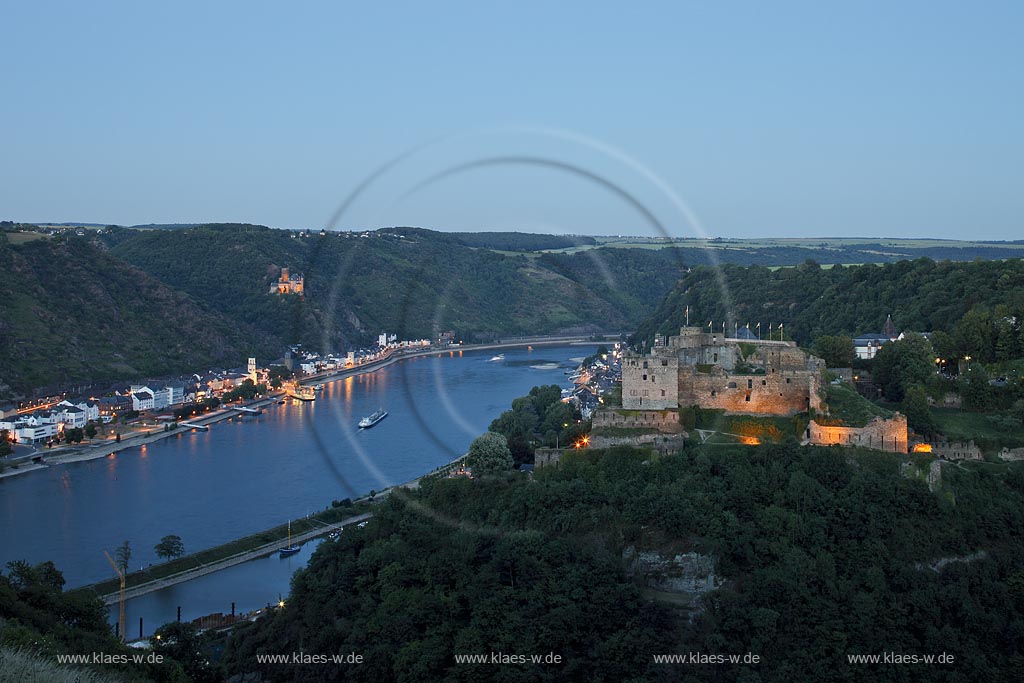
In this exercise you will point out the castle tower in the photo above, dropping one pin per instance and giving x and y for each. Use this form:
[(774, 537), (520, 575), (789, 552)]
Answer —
[(889, 329)]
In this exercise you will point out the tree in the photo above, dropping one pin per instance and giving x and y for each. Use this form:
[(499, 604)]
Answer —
[(975, 389), (170, 547), (914, 407), (902, 363), (489, 454), (836, 350), (123, 555)]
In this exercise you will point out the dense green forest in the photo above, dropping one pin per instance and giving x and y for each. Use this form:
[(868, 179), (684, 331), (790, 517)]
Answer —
[(124, 303), (980, 304), (40, 622), (823, 552)]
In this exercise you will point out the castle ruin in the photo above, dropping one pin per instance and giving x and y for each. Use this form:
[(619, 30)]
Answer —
[(740, 377), (707, 369)]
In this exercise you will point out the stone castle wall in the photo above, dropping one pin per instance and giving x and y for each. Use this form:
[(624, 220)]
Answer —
[(650, 382), (782, 393), (956, 451), (880, 433), (696, 368), (664, 421)]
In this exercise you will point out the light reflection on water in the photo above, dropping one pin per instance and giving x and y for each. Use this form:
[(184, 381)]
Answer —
[(249, 474)]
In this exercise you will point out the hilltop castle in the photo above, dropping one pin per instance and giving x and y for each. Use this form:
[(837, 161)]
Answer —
[(288, 284), (707, 369), (740, 376)]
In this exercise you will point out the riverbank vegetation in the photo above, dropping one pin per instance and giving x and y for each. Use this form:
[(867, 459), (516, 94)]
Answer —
[(539, 419), (818, 552), (318, 520)]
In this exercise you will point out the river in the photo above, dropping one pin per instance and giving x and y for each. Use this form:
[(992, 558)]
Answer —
[(252, 473)]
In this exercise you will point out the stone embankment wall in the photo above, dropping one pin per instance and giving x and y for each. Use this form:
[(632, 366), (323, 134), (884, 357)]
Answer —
[(663, 421), (880, 433)]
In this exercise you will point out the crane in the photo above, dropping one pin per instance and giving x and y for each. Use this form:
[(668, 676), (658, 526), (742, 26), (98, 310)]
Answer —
[(121, 613)]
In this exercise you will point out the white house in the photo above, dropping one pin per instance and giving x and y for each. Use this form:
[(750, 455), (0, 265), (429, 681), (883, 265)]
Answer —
[(141, 399), (161, 398), (175, 394), (72, 417), (866, 346)]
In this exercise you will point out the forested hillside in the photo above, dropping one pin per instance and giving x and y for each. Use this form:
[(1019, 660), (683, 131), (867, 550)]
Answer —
[(412, 282), (976, 302), (70, 310), (823, 552)]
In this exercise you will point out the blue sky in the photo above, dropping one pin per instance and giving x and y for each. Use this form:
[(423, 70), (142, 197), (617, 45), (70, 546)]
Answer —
[(782, 119)]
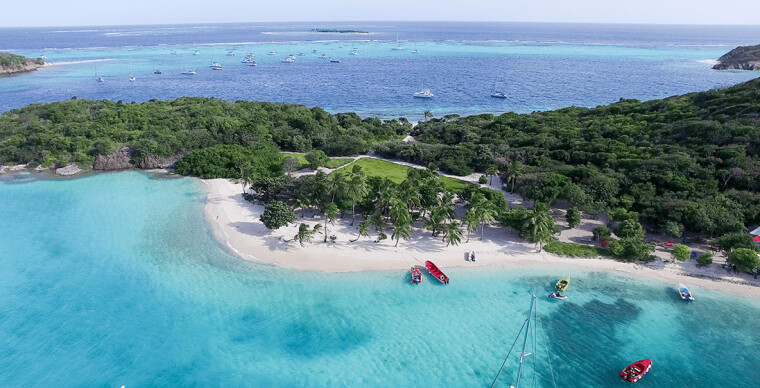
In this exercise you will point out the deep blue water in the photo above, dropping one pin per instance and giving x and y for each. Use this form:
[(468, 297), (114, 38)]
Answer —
[(540, 66), (114, 280)]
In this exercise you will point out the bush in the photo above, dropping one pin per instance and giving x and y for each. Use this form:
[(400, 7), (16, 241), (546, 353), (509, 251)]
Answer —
[(601, 233), (745, 259), (681, 252), (573, 217), (575, 250), (630, 249), (277, 214), (704, 259)]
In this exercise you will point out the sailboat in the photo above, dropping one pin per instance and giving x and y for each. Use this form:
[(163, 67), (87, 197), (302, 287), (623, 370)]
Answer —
[(398, 46)]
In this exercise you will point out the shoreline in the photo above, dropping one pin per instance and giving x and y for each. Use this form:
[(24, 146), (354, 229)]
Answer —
[(234, 223)]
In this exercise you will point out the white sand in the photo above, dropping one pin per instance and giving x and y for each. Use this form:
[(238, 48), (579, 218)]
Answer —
[(235, 223)]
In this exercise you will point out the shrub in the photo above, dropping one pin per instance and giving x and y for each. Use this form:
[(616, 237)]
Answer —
[(601, 233), (704, 259), (681, 252), (277, 214), (745, 259), (573, 217)]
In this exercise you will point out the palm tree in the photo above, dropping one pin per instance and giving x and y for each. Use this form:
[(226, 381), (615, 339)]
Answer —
[(471, 222), (304, 234), (363, 229), (539, 226), (330, 212), (401, 229), (492, 170), (453, 233)]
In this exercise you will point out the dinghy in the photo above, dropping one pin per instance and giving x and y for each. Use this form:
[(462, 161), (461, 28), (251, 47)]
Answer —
[(416, 276), (636, 371), (433, 269), (684, 292)]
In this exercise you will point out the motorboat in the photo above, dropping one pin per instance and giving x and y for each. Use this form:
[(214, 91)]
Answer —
[(426, 93), (416, 275), (684, 292), (437, 273), (636, 371)]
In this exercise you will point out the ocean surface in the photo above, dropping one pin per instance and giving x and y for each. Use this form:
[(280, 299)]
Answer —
[(539, 66), (114, 279)]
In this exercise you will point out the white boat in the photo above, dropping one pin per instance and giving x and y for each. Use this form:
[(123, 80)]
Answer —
[(425, 93), (684, 292), (398, 46)]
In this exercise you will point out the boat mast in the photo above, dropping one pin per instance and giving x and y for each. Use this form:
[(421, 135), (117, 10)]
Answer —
[(525, 342)]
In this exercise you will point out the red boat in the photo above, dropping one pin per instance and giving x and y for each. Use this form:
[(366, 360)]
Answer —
[(416, 275), (636, 371), (433, 269)]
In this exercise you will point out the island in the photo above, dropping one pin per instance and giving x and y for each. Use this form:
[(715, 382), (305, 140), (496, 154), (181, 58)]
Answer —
[(338, 31), (740, 58), (11, 64)]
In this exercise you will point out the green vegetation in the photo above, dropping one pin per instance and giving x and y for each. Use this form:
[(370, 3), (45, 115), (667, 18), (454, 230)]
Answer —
[(78, 130), (681, 252), (277, 214), (686, 162), (744, 259), (8, 60), (575, 250)]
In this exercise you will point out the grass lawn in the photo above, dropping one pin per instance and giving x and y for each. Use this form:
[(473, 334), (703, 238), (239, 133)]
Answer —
[(302, 163), (575, 250), (397, 173)]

Aim of the exercise: Only the number is wanted: how many lines of the material contain the word "vegetation"?

Problem solution: 2